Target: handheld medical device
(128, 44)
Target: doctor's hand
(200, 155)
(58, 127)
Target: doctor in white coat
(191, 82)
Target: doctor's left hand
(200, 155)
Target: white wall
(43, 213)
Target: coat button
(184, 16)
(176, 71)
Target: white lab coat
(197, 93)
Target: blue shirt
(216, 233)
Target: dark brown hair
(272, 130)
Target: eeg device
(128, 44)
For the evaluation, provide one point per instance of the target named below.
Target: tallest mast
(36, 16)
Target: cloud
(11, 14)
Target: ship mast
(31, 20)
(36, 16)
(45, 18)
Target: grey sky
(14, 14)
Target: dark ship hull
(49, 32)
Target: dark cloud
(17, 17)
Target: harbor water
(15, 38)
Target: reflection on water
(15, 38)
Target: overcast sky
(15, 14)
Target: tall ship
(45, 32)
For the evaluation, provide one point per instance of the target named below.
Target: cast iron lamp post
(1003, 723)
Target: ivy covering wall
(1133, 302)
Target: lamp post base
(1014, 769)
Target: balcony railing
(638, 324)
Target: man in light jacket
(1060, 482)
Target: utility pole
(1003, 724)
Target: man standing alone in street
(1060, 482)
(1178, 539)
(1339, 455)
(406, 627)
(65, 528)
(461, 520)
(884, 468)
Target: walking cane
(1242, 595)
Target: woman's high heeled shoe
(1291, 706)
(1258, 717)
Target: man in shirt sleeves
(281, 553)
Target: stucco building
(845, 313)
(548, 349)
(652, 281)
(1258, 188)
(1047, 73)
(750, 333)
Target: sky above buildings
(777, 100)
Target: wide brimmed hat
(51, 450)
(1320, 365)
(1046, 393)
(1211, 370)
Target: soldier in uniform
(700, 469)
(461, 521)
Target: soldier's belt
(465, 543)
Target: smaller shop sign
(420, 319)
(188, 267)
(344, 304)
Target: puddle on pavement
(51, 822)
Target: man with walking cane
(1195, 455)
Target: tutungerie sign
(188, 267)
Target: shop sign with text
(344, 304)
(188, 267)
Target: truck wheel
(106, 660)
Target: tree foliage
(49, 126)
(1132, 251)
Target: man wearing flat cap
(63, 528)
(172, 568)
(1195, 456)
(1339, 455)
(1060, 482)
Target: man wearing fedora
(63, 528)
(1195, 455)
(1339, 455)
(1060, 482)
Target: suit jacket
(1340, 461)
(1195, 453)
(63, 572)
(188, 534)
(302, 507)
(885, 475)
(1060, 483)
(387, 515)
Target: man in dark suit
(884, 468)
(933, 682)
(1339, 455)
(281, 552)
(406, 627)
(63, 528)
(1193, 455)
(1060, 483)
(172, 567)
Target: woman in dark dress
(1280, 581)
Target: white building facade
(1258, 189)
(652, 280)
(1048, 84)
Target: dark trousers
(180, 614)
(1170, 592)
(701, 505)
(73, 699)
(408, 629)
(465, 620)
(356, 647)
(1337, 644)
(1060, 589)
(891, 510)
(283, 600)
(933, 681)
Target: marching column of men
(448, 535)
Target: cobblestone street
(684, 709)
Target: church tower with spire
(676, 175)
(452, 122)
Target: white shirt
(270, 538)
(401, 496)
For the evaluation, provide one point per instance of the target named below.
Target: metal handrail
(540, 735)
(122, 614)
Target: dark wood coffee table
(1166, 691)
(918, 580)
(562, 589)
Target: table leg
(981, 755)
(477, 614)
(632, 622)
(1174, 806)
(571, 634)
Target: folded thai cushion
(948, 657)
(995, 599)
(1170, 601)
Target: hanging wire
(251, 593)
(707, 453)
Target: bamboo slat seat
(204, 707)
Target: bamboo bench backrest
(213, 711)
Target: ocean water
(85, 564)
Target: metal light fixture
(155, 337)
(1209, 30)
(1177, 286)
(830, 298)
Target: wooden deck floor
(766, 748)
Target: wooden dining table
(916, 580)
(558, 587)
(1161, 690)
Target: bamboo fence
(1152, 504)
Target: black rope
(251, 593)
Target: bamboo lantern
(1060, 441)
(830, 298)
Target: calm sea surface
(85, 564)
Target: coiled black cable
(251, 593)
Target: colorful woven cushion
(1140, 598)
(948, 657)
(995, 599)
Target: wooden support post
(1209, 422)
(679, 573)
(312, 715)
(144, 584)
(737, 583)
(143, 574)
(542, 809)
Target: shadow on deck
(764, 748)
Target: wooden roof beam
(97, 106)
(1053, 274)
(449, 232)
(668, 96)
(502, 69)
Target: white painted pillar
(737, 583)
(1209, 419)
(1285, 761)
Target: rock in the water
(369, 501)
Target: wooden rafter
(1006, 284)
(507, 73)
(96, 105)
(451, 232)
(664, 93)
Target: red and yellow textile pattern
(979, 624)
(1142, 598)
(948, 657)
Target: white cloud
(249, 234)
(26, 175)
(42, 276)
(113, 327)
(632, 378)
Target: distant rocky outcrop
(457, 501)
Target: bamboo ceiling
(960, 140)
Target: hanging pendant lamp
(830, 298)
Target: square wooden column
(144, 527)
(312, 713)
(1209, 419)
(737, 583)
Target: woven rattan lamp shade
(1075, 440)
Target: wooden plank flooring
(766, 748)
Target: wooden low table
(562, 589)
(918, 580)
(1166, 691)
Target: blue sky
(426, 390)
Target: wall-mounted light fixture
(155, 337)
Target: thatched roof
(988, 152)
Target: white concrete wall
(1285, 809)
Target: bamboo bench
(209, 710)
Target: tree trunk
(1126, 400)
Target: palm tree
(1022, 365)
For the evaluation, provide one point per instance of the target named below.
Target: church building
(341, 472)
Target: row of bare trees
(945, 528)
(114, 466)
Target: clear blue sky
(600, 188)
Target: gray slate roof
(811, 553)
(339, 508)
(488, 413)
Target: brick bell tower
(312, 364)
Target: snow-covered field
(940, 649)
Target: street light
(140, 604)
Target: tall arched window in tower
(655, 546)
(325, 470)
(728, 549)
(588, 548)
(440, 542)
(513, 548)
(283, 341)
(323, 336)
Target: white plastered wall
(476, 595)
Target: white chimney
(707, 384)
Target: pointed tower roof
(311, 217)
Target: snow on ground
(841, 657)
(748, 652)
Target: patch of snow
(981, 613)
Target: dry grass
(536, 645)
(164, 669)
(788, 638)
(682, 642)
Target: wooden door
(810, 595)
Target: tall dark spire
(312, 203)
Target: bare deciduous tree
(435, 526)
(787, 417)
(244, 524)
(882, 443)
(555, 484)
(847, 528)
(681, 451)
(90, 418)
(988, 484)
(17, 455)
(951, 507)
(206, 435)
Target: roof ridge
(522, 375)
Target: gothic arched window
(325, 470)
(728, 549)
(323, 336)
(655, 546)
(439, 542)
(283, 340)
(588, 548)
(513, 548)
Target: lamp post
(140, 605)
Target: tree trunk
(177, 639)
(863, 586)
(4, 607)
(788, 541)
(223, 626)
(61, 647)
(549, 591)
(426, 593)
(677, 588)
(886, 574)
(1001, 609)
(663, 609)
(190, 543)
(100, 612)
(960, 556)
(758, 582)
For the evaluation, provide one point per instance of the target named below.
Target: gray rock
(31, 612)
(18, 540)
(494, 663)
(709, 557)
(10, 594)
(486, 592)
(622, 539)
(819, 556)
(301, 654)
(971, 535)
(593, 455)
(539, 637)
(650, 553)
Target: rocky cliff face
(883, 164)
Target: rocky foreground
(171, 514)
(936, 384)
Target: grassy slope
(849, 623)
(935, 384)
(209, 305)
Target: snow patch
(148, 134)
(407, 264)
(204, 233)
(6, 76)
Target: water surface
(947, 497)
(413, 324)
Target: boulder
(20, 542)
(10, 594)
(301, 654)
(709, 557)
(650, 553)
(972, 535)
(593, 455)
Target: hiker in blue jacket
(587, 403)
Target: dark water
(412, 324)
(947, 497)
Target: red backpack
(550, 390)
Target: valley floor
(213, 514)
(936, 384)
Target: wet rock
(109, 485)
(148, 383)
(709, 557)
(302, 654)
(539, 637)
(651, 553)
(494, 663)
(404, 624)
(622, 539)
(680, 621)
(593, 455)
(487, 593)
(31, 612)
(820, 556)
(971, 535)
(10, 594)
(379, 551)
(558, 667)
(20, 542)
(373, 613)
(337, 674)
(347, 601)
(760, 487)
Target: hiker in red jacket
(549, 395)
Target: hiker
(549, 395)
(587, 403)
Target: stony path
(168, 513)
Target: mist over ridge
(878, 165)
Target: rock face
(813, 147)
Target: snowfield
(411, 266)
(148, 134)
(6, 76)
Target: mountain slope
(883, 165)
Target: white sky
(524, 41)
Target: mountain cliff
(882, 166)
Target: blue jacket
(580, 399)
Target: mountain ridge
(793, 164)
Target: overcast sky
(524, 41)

* PROBLEM TO SOLVE
What needs duplicating is the run of lines from the one containing "Target: white plastered wall" through the last line of the entries above, exact and complete.

* SOLUTION TO THIS PROBLEM
Target: white plastered wall
(476, 595)
Target: white chimney
(707, 384)
Target: pointed tower roof
(311, 217)
Target: snow on ground
(841, 657)
(748, 652)
Target: patch of snow
(981, 613)
Target: dry grass
(536, 645)
(164, 669)
(788, 638)
(682, 642)
Target: wooden door
(810, 595)
Target: tall dark spire
(312, 203)
Target: bare deciduous tree
(435, 526)
(787, 417)
(244, 524)
(882, 443)
(555, 484)
(847, 528)
(681, 451)
(90, 418)
(988, 484)
(17, 455)
(951, 507)
(206, 435)
Target: roof ridge
(522, 375)
Target: gothic arched window
(325, 470)
(728, 549)
(323, 336)
(655, 546)
(439, 542)
(283, 340)
(588, 548)
(513, 548)
Target: lamp post
(140, 605)
Target: tree trunk
(177, 639)
(863, 586)
(4, 607)
(788, 541)
(223, 626)
(61, 647)
(549, 591)
(426, 593)
(677, 588)
(886, 574)
(1001, 609)
(663, 609)
(190, 543)
(100, 612)
(960, 556)
(758, 582)
For the evaluation, provide one point per instance of the target named below.
Target: gray rock
(31, 612)
(18, 540)
(494, 663)
(709, 557)
(10, 594)
(486, 592)
(622, 539)
(819, 556)
(301, 654)
(971, 535)
(593, 455)
(539, 637)
(650, 553)
Target: rocky cliff face
(883, 164)
Target: rocky foreground
(171, 514)
(936, 384)
Target: grassy slope
(849, 623)
(935, 384)
(209, 305)
Target: snow patch
(148, 134)
(407, 264)
(204, 233)
(6, 76)
Target: water surface
(947, 497)
(413, 324)
Target: boulder
(20, 542)
(10, 594)
(301, 654)
(709, 557)
(650, 553)
(972, 535)
(593, 455)
Target: hiker in blue jacket
(587, 403)
Target: dark water
(412, 324)
(947, 497)
Target: red backpack
(550, 390)
Target: valley floor
(213, 514)
(936, 384)
Target: wet rock
(109, 485)
(148, 383)
(709, 557)
(302, 654)
(539, 637)
(651, 553)
(494, 663)
(404, 624)
(622, 539)
(680, 621)
(593, 455)
(487, 593)
(31, 612)
(820, 556)
(971, 535)
(10, 594)
(379, 551)
(558, 667)
(20, 542)
(373, 613)
(337, 674)
(347, 601)
(760, 487)
Target: hiker in red jacket
(549, 395)
Target: hiker
(549, 395)
(587, 403)
Target: stony path
(168, 513)
Target: mist over ridge
(878, 165)
Target: rock face
(813, 147)
Target: snowfield
(411, 266)
(148, 134)
(6, 76)
Target: mountain slope
(883, 165)
Target: white sky
(524, 41)
Target: mountain cliff
(882, 166)
Target: blue jacket
(580, 399)
Target: mountain ridge
(793, 164)
Target: overcast sky
(524, 41)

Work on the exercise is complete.